Ron Paul got booed in a presidential debate for suggesting that the 9/11 attacks were blowback for US interventions in the Middle East, but that was exactly what they were (if they weren’t a false flag, which is certainly a possibility). From Jacob G. Hornberger at fff.org:

With today being another anniversary of the 9/11 attacks, it’s important to recall why it was that that deadly event came about.

No, the terrorists didn’t attack us because they hated our “freedom and values,” as U.S. officials and American interventionists claimed after the attacks. Instead, the attacks occurred in retaliation for what the U.S. national-security establishment, specifically the Pentagon and the CIA, had been doing to people in the Middle East prior to the 9/11 attacks.

Recall the Persian Gulf War in 1991, when the U.S. government intervened in a conflict involving their old partner and ally, Saddam Hussein, the dictator of Iraq. Iraq had gotten in a territorial dispute with Kuwait, which ended up with Iraq invading Kuwait.

WHAT YOU NEED TO DO:
In the 9/11 passage above, which two agencies does the text name as the part of the U.S. national-security establishment whose actions prompted the attacks?

RECORD SET:
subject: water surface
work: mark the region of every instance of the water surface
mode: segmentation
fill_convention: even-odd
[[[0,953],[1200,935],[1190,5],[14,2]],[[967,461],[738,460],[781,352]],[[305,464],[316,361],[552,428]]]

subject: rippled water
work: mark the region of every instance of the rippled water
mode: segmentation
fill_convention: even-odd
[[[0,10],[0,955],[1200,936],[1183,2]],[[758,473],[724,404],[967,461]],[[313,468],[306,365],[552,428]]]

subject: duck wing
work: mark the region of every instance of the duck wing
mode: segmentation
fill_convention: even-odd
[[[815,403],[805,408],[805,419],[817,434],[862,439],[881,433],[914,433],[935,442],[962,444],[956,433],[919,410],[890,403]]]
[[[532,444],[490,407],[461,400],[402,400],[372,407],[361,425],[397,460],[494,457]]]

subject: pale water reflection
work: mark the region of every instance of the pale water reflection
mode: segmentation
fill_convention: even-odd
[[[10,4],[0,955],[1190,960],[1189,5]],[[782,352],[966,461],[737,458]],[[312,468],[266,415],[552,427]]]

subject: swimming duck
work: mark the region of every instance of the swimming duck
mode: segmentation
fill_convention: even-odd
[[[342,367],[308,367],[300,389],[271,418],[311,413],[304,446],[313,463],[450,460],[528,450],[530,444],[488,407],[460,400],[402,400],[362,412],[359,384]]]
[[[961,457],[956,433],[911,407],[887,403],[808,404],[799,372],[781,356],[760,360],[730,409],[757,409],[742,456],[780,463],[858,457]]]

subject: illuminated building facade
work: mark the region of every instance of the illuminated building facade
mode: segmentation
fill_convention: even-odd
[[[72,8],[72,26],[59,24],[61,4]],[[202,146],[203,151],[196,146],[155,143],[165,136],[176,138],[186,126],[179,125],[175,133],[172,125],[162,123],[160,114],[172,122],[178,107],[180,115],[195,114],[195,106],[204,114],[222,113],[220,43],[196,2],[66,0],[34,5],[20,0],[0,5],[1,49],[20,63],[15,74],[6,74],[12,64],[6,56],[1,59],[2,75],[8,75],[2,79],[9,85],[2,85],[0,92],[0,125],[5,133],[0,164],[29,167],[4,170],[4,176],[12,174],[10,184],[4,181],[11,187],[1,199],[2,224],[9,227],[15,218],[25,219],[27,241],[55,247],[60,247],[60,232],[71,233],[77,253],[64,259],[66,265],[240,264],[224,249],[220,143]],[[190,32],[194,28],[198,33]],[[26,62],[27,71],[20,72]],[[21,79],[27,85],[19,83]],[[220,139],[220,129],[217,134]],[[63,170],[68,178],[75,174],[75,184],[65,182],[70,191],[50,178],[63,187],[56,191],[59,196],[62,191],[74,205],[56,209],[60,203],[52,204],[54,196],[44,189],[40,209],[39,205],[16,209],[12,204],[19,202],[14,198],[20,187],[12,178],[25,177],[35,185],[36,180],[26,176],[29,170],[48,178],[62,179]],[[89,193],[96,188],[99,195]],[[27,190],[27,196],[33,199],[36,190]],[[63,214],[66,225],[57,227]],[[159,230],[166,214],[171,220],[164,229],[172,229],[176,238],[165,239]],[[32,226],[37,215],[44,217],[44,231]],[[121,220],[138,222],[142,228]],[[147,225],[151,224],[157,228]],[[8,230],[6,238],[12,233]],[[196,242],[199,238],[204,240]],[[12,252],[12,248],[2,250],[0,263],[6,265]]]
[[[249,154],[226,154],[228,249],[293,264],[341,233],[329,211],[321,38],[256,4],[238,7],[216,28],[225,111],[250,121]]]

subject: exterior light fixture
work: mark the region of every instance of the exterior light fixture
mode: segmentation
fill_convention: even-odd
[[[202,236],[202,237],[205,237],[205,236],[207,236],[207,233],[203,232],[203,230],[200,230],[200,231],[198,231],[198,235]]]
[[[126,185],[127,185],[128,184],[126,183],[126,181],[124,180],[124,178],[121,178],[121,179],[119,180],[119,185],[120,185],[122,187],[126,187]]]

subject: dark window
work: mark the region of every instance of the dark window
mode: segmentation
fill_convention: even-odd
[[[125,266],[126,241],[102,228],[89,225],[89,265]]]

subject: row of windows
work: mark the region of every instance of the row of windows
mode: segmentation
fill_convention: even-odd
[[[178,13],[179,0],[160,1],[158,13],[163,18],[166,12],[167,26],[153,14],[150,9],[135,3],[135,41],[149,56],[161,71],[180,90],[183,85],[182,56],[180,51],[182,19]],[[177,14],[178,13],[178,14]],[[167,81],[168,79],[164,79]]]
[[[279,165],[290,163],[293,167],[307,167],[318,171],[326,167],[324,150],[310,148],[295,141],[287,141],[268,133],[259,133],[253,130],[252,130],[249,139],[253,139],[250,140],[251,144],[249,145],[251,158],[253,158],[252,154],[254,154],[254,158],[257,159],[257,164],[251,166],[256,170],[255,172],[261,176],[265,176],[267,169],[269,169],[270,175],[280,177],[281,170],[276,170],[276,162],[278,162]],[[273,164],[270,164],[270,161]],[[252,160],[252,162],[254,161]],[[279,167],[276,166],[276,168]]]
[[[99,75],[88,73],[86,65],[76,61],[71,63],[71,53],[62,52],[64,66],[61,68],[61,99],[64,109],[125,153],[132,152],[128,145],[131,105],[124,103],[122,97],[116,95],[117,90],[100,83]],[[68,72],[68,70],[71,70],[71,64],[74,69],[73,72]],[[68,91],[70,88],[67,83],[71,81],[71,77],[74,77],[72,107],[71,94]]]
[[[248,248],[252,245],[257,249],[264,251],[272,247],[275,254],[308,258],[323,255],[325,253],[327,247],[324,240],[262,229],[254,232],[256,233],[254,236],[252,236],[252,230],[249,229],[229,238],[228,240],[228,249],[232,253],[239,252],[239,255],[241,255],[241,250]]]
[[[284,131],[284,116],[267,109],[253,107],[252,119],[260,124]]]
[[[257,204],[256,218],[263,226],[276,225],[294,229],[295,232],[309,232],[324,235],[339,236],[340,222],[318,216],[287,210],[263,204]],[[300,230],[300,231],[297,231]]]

SOLUTION FOR THIS TASK:
The Pentagon and the CIA.